▶ [Set task]:
Copy out each of the following lines word for word, without changing anything.

▶ [Materials provided]:
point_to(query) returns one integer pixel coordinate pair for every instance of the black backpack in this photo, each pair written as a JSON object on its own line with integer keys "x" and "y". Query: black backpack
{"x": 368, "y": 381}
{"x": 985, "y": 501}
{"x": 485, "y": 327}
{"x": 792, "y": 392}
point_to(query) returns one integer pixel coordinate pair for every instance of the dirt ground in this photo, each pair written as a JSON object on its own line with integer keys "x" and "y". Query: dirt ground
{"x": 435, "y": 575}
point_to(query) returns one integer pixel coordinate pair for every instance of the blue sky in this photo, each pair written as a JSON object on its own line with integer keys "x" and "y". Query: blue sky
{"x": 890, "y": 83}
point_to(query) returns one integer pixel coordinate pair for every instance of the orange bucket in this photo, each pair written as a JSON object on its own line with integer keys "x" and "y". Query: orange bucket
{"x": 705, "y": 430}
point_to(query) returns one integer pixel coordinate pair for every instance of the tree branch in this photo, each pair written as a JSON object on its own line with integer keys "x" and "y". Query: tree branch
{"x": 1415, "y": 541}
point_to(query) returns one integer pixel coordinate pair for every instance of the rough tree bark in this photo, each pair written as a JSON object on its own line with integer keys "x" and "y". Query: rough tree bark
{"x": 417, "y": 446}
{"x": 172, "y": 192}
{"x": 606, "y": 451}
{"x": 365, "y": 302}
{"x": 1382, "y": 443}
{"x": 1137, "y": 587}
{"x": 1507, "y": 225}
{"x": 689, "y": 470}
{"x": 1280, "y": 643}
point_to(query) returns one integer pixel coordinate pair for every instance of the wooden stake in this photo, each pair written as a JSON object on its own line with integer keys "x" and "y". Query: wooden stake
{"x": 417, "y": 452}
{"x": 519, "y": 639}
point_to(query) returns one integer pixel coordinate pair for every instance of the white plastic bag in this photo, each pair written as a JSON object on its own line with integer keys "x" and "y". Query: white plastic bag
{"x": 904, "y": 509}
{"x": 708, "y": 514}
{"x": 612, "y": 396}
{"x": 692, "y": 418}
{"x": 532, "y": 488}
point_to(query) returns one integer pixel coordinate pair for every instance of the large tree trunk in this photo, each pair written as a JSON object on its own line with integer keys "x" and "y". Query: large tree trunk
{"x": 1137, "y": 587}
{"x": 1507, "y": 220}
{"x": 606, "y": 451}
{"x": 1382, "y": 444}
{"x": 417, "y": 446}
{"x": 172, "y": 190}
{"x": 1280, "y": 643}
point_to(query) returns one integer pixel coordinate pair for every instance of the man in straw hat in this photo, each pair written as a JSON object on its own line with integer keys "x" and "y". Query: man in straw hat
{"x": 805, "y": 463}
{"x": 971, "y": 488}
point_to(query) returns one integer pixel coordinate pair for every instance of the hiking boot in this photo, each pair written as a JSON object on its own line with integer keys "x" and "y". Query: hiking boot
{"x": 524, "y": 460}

▶ [Output for this exercise]:
point_to(query) returns one integer pixel coordinate pair for every instance of the black backpack in this photo, each pair written as a JSON object on its own line with integer keys "x" and "y". Query: black backpack
{"x": 368, "y": 381}
{"x": 985, "y": 501}
{"x": 485, "y": 327}
{"x": 792, "y": 392}
point_to(query) returns one integer pixel coordinate pair for every instance of the dirt ground in this photo, each pair written as a JSON object on its own line with integer keys "x" and "y". Query: dirt ground
{"x": 435, "y": 575}
point_to(query) returns one integer pixel coordinate pair for every instance of the blue sky in this photo, each pair written as a JSON object on its own line with integer keys "x" and "y". Query: blue sky
{"x": 890, "y": 83}
point_to(query) returns one integer pixel coordinate pair for every instance of the orange bucket in this photo, each pair written as a JSON object on its own line with integer keys "x" and "y". Query: orange bucket
{"x": 705, "y": 430}
point_to(query) returns one integer pixel coordinate pair for every instance of the tree branch in this photo, each pair written as a JSON object on its own line with integer keys "x" and "y". Query: tree branch
{"x": 1415, "y": 541}
point_to(query) returns one integer pixel coordinate pair for every instance of the rough tree bark in this photo, each pair written as a JSON object on its own line with integer keys "x" and "y". Query: rough tree bark
{"x": 417, "y": 446}
{"x": 172, "y": 192}
{"x": 606, "y": 451}
{"x": 365, "y": 302}
{"x": 1382, "y": 443}
{"x": 1137, "y": 587}
{"x": 1507, "y": 225}
{"x": 689, "y": 470}
{"x": 1280, "y": 643}
point_to(query) returns one integer pixel coordinate pair for every instance of the wooden stake in this photo, each pair written as a JSON object on its own line with integer keys "x" and "y". Query: wooden stake
{"x": 417, "y": 452}
{"x": 519, "y": 639}
point_to(query) returns one integer pixel coordinate pair for every instance of the white plastic bag in this photo, each pair written as a JSON object on its own line with integer keys "x" and "y". Query: white plastic bag
{"x": 904, "y": 509}
{"x": 708, "y": 514}
{"x": 612, "y": 396}
{"x": 692, "y": 418}
{"x": 532, "y": 488}
point_to(query) returns one integer pixel coordinate pair for every instance of the large tree trunk in this photo, each pair written as a JSON object on its own line with integer keys "x" and "y". Query: large tree trunk
{"x": 1137, "y": 587}
{"x": 1507, "y": 220}
{"x": 606, "y": 451}
{"x": 1382, "y": 444}
{"x": 417, "y": 446}
{"x": 172, "y": 190}
{"x": 1280, "y": 643}
point_to(query) returns one integer pixel coordinate pair for every instance of the man in straw hat in this photo, each pair written as a JSON object on its own line with integer keys "x" and "y". Query: man in straw hat
{"x": 805, "y": 463}
{"x": 971, "y": 488}
point_to(query) returns one integer pixel coordinate pair for every instance of the hiking boot in this photo, each pair written as a JSON object on its own line with integer keys "x" and "y". Query: hiking boot
{"x": 524, "y": 460}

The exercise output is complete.